Task A: In the report below on Josh Hamilton's contract talks, rewrite the paragraph beginning "They portray Hamilton and his agent" more briefly, keeping its main facts.
Task B: Continue the report below on Josh Hamilton's contract talks with the Rangers from its final sentence.

Given text:
For all the talk that these two sides were headed for a four-year, $108 million deal this week, a variety of baseball people who spoke with the Rangers paint a very different scenario.
They portray Hamilton and his agent, Michael Moye, as still holding out for a six-year or seven-year contract, in the neighborhood of $25 million a year. And those same folks are theorizing that Moye and Hamilton are finding it very difficult to jump at a shorter deal, for a lot fewer total dollars than marquee free agents have been used to commanding in recent years, especially in an $8 billion industry.
The problem they face is this: If they wait around much longer, the Rangers are growing increasingly likely to turn the wheel and go flying down the Greinke/Upton Freeway. And if they do, who knows where that would leave Hamilton.
Despite all the Seattle rumors -- and "Seattle, to me, makes total sense," said an official of one club -- this landscape could turn wide open if the Rangers invest their big bucks in Greinke instead of their one-time MVP.
"Right now," said one AL executive, "you've got a lot of teams laying back, almost assuming that Hamilton was going back to Texas. If, all of a sudden, they sense the Rangers are out, it changes that market completely. And you could have quite a few teams jumping in, thinking they might be able to get Josh Hamilton on a three-year deal. I'm not sure they're right. But if Texas is out, it changes everything."

[Dataset records]
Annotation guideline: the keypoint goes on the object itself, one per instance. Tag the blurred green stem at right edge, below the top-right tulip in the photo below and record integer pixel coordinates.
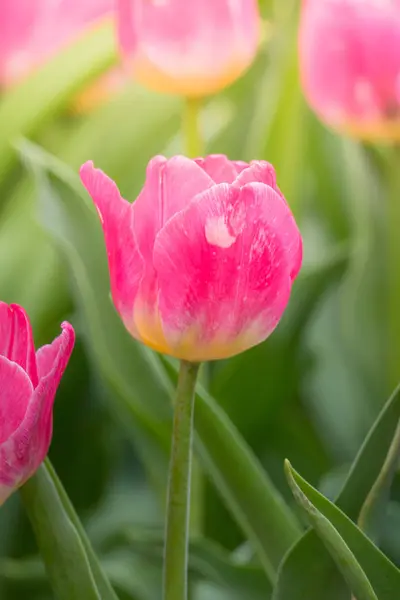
(393, 267)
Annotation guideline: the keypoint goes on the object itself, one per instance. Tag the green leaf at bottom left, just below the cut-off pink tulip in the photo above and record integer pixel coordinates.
(70, 561)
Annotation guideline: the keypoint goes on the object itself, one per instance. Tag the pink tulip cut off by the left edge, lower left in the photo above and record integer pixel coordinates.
(28, 383)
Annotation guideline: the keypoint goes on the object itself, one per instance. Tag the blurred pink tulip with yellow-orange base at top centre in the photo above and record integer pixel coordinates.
(185, 46)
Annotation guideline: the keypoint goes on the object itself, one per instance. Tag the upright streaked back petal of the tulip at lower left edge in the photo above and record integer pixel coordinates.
(16, 339)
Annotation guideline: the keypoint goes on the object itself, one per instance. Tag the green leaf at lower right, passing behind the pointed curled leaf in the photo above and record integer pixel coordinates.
(307, 567)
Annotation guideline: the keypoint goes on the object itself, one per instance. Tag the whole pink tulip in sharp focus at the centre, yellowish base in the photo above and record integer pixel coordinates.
(202, 263)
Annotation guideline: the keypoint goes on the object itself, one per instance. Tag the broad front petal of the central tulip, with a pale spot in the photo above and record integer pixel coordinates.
(224, 269)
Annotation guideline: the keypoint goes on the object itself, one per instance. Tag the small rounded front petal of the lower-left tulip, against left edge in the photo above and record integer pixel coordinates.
(16, 391)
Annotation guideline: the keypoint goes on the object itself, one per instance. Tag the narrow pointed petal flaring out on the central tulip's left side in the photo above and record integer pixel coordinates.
(125, 261)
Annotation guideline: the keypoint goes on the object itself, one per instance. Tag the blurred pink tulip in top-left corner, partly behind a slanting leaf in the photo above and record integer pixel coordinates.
(32, 31)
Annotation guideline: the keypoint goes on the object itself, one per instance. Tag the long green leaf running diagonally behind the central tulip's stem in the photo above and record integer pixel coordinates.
(143, 387)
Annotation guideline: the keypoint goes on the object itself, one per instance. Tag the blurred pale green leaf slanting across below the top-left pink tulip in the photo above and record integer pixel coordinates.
(24, 109)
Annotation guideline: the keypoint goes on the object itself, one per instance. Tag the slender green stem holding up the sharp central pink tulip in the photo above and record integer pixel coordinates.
(177, 524)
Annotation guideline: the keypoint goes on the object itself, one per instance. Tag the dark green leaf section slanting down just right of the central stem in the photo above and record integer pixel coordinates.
(250, 495)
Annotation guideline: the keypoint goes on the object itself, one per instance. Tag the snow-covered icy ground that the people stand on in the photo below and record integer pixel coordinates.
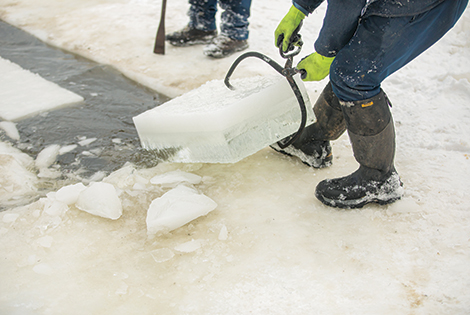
(269, 247)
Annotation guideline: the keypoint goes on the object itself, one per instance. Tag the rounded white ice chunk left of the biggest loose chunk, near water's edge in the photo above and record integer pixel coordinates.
(100, 199)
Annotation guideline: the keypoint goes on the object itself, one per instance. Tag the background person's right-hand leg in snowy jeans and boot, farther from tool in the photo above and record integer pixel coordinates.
(233, 29)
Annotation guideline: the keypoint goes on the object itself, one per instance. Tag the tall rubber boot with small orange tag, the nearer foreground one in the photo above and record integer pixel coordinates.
(372, 135)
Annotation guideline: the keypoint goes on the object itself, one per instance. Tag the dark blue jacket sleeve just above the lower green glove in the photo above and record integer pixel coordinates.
(339, 25)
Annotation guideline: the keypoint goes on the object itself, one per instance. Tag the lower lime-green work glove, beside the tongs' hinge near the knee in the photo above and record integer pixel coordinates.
(315, 67)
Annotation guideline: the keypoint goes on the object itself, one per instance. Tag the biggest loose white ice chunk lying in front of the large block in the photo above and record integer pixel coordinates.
(176, 208)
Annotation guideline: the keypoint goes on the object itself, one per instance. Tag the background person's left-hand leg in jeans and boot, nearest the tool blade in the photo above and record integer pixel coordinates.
(201, 28)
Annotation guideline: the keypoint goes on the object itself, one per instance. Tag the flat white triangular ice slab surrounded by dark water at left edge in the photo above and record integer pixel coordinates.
(24, 93)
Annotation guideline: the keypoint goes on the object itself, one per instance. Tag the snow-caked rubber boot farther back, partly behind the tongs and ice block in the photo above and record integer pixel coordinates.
(313, 146)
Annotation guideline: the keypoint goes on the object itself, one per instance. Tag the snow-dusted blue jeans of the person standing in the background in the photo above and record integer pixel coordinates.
(234, 19)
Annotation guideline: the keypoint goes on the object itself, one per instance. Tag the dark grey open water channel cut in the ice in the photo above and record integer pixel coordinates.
(111, 100)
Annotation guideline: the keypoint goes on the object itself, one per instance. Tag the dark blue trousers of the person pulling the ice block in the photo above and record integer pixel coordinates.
(383, 45)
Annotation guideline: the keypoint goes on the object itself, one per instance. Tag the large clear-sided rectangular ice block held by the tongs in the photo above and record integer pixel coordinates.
(213, 124)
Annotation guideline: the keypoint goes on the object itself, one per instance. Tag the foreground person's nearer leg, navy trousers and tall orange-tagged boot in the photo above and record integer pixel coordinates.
(379, 47)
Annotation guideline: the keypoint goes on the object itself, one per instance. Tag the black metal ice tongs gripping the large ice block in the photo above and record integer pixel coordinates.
(294, 47)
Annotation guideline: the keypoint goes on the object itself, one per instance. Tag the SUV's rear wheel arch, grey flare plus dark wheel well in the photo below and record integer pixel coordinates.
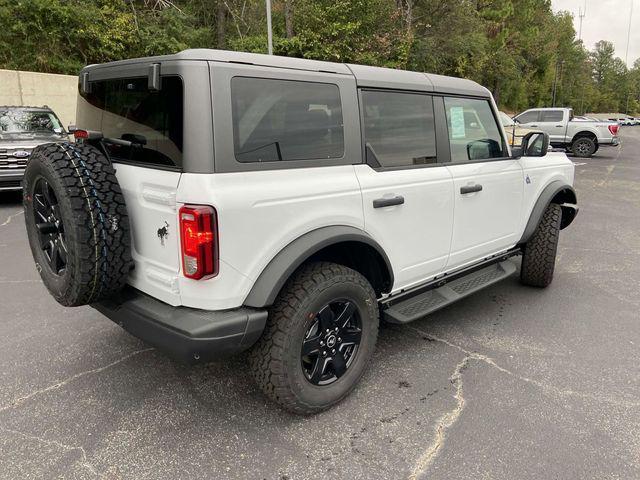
(346, 245)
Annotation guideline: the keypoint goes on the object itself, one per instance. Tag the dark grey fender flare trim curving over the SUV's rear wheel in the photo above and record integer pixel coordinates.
(281, 267)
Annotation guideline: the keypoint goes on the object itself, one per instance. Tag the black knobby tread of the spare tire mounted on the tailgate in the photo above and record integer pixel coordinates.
(99, 226)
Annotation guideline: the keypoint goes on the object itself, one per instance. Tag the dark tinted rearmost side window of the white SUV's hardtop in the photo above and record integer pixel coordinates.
(283, 120)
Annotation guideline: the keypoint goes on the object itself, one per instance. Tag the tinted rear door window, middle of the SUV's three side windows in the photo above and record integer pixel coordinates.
(399, 128)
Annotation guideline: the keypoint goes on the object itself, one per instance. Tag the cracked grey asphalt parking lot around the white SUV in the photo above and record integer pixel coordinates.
(511, 383)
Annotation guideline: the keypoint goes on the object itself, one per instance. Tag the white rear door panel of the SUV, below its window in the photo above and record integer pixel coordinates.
(415, 235)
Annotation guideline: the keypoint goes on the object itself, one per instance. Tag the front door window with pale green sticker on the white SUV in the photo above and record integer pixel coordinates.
(473, 130)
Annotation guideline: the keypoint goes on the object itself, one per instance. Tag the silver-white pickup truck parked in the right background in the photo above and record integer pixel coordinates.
(580, 138)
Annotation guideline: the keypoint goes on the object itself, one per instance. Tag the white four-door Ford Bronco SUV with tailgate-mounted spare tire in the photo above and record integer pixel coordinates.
(216, 202)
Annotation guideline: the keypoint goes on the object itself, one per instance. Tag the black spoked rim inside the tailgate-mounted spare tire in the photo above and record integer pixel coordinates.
(49, 226)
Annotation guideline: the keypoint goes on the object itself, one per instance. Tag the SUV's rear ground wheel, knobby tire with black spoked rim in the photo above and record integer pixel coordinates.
(319, 338)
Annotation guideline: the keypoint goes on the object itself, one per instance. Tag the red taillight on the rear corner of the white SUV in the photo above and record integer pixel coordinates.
(199, 238)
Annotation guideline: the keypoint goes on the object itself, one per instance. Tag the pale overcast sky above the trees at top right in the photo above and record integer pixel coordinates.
(606, 20)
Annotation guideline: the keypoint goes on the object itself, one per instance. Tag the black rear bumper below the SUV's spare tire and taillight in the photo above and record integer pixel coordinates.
(187, 334)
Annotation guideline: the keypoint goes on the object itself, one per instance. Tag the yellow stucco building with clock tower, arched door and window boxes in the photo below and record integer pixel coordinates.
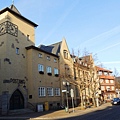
(28, 74)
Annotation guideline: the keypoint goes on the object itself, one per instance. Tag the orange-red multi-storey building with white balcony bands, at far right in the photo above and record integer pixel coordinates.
(107, 83)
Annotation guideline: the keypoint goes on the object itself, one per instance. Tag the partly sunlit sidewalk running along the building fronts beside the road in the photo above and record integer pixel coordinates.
(54, 115)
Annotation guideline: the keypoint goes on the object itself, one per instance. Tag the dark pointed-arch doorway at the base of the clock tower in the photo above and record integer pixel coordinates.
(16, 100)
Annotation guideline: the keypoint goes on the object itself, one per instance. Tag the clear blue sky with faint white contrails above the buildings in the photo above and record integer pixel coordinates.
(87, 25)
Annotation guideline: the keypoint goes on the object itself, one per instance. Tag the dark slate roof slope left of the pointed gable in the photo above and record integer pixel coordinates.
(53, 48)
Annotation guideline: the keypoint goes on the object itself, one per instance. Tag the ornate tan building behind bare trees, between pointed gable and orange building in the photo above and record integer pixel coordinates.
(87, 82)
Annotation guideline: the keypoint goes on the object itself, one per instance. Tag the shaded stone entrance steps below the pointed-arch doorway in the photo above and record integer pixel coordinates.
(20, 111)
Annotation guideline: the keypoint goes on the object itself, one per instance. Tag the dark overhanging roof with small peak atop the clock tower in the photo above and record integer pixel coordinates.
(13, 10)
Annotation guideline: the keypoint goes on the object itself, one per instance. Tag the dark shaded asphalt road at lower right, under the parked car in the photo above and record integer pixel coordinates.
(110, 113)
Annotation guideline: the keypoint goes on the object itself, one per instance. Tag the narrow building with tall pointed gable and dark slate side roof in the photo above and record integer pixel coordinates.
(66, 73)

Response box A: Hamilton and his agent, Michael Moye, are described as still seeking a six- or seven-year contract at about $25 million a year. The same people think the two find it hard to accept a shorter deal worth far less in total than top free agents have recently commanded, especially in an $8 billion industry.

Response box B:
Three-team, Four-team and Five-team Roulette: Three-, four- and five-team trades might be routine in your fantasy league. But in real-life baseball, they're harder to pull off than an unassisted triple play.
Nevertheless, this time, one of these multi-team blockbusters very well could happen. It just depends on whether teams like the Diamondbacks, Indians, Rangers, Rays, Royals, Mariners and other clubs decide it's time to connect all the dots they laid out in massive conversations this week, about a trade that could include Upton, Cabrera, Shields and many other names, big and small.
Asked Thursday morning if he could give a sense of how hard his team worked on a mega-deal that may or may not happen, a bleary-eyed Towers replied: "I can't speak for the other 29 clubs. But I can speak for about four or five, that I spent more time with than my people. I feel like I KNOW them better than my people. So we went from 8 o'clock in the morning to 3 in the morning (every day). Actually, I was with three clubs last night until 6:30 in the morning."
But for all that hard work, it's unlikely this deal -- or any combination of related deals -- can actually happen until Greinke decides where he's going, and the Rangers decide what they're trading for, and all the other pieces fall into place. So this extravaganza may not have happened yet, but this is one time it wouldn't shock anyone in this sport if it actually did.
So while the general consensus was that the Red Sox overpaid this week for Mike Napoli and Shane Victorino, let's remember something: They had plenty of money to spend, a slew of holes to fill and limited options to shop for.
So the money they spent inflicts no restrictions on their ability to maneuver down the road. They "get a good grade for preserving their payroll flexibility," said one AL exec. And all that matters now -- to them, at least -- is whether Napoli, Victorino, Jonny Gomes can play, not whether they're overpaid.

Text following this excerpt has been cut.